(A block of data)
+ + + + + + +

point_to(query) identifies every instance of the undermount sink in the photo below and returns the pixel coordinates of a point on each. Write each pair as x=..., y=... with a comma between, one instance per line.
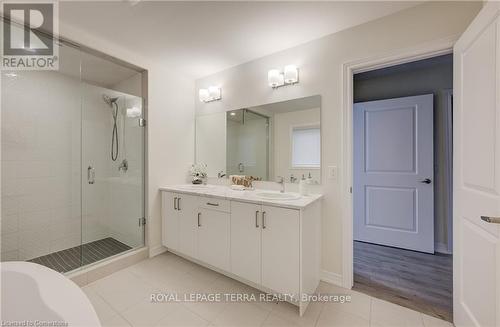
x=195, y=187
x=277, y=196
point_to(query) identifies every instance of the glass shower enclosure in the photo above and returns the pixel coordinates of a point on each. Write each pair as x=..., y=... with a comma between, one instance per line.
x=72, y=157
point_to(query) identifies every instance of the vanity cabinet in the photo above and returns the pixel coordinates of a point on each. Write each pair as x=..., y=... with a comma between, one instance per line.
x=272, y=247
x=213, y=238
x=180, y=227
x=280, y=249
x=246, y=238
x=265, y=245
x=170, y=223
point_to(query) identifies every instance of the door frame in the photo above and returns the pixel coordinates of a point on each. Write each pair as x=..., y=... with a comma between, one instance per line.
x=392, y=58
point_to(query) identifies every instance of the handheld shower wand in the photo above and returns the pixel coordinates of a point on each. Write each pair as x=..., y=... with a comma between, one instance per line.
x=113, y=102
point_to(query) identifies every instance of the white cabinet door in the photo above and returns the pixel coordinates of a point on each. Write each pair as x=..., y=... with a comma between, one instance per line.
x=280, y=249
x=187, y=210
x=213, y=238
x=476, y=168
x=246, y=240
x=170, y=220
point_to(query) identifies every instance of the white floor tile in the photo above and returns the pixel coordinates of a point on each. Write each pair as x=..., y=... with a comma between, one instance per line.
x=104, y=311
x=386, y=314
x=116, y=321
x=337, y=318
x=123, y=299
x=241, y=315
x=182, y=317
x=148, y=313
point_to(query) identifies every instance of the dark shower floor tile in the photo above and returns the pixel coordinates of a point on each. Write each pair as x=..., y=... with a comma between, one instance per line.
x=75, y=257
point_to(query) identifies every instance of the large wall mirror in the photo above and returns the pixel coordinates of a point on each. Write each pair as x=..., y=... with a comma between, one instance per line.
x=267, y=141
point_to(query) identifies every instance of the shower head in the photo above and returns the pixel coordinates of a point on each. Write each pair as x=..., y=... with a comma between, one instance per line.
x=109, y=100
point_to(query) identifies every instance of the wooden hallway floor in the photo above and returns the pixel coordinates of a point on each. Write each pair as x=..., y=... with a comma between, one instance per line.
x=419, y=281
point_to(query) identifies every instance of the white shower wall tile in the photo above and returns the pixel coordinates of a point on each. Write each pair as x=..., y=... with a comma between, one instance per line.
x=44, y=169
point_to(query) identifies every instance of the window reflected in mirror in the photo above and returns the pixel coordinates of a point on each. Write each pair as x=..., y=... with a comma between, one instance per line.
x=263, y=142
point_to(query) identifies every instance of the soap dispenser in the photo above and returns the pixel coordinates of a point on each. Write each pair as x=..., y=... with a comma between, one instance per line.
x=303, y=189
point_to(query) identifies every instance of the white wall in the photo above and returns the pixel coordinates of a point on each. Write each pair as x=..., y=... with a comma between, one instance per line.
x=320, y=64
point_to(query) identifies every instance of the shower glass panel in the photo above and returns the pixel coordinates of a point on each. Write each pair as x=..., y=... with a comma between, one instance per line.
x=112, y=159
x=55, y=125
x=41, y=163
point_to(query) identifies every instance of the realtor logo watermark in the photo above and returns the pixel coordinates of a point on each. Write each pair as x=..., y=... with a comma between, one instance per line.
x=28, y=31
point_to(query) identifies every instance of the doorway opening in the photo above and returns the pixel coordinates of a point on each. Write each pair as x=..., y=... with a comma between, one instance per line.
x=402, y=184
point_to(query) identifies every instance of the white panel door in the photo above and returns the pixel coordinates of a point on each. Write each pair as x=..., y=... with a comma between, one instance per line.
x=187, y=206
x=393, y=172
x=476, y=180
x=280, y=249
x=170, y=220
x=213, y=238
x=246, y=240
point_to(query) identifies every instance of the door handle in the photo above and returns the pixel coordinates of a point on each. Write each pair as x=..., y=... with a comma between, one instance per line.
x=492, y=220
x=91, y=175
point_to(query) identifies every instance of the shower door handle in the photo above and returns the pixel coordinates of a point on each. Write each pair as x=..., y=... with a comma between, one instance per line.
x=91, y=175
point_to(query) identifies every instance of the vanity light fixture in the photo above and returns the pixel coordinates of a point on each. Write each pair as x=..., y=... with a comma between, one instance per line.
x=213, y=93
x=276, y=78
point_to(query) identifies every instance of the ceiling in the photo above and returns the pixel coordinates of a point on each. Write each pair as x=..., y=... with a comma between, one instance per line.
x=201, y=38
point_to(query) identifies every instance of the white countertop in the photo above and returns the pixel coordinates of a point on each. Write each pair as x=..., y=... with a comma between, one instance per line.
x=224, y=192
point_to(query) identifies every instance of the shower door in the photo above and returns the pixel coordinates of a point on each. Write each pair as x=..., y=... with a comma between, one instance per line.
x=112, y=159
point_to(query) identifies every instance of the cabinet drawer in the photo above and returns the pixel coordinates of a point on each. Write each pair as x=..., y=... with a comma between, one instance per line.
x=215, y=204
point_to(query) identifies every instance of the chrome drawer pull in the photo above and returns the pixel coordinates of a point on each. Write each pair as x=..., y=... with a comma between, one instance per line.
x=492, y=220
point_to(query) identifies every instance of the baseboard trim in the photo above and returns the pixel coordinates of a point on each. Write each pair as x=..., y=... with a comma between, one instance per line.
x=332, y=278
x=441, y=248
x=157, y=250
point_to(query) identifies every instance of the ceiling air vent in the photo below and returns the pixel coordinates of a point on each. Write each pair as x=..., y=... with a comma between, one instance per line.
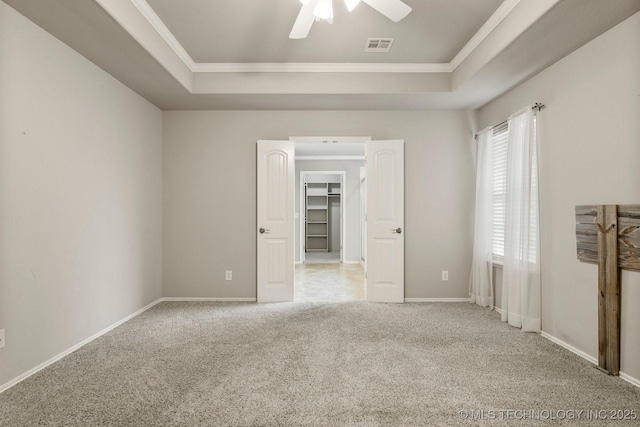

+ + + + + + +

Duplicate the lines of the listing without changes, beginning at the line with "shower door handle" and continuing through the line with "x=224, y=192", both included.

point_to(query) identifies every instance of the shower door handle in the photo above and returns the pixel coordinates of a point on each. Write each pair as x=..., y=... with a comma between, one instance per line.
x=91, y=175
point_to(query) identifies every instance of the vanity light fixture in the photo above and returns the pixel coordinates of a point on each. Write each pair as x=..., y=... with a comma between, one instance per line.
x=213, y=93
x=276, y=78
point_to(query) identifies every instance of the ceiling in the photo above and returns the pixel coordinates of a point on each. Write each pair as x=..., y=... with a comma between, one instance per line.
x=201, y=38
point_to(query) identifies every instance of the white countertop in the photo above and returns the pixel coordinates of a point on each. Write each pair as x=..., y=... with a comma between, one instance per line.
x=224, y=192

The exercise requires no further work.